- **SUPPLIED RECORDS**

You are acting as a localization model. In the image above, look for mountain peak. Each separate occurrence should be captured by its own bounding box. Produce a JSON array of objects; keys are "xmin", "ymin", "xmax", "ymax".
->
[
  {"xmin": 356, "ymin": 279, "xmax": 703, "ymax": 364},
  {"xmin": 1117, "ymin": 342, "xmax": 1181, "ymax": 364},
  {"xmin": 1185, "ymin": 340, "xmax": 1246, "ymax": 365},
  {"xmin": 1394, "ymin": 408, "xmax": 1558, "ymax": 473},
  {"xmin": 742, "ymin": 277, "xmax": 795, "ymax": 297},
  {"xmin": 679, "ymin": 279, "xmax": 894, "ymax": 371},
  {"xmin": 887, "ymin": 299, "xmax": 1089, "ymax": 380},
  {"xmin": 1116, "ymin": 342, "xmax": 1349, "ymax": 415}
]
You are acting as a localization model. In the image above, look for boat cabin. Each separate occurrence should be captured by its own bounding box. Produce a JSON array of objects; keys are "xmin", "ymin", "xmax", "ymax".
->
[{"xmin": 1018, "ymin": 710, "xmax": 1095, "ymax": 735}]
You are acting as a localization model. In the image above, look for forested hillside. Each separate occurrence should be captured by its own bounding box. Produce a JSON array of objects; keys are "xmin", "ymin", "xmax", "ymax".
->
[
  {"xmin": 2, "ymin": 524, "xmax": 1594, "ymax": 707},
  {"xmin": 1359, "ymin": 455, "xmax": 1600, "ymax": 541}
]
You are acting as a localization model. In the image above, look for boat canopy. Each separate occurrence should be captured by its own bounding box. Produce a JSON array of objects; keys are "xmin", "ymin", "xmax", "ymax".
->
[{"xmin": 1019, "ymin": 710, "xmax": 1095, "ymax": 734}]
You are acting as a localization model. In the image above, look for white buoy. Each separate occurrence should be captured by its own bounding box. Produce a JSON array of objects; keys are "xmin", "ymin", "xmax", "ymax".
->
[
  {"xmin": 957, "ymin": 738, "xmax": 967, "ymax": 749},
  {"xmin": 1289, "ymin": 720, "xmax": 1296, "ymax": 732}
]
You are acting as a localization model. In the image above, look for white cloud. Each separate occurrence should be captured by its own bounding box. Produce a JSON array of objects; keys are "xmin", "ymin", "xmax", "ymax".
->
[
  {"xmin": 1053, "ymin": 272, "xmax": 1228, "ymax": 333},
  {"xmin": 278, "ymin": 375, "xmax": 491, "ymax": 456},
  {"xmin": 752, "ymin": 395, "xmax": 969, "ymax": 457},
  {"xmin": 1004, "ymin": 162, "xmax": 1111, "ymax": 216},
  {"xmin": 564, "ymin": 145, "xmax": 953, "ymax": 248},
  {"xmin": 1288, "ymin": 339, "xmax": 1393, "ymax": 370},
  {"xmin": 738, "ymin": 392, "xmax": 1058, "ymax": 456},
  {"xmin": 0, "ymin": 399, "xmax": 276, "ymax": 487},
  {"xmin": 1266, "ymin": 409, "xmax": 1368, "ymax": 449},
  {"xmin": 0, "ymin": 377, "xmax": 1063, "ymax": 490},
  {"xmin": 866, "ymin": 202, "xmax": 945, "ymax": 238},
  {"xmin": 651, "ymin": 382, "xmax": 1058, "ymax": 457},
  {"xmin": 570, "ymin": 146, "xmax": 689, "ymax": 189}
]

- **WORK REQUIRED**
From the entries above, work out how many lines include "model"; the number is the only answer wanted.

- **TASK RESULT**
6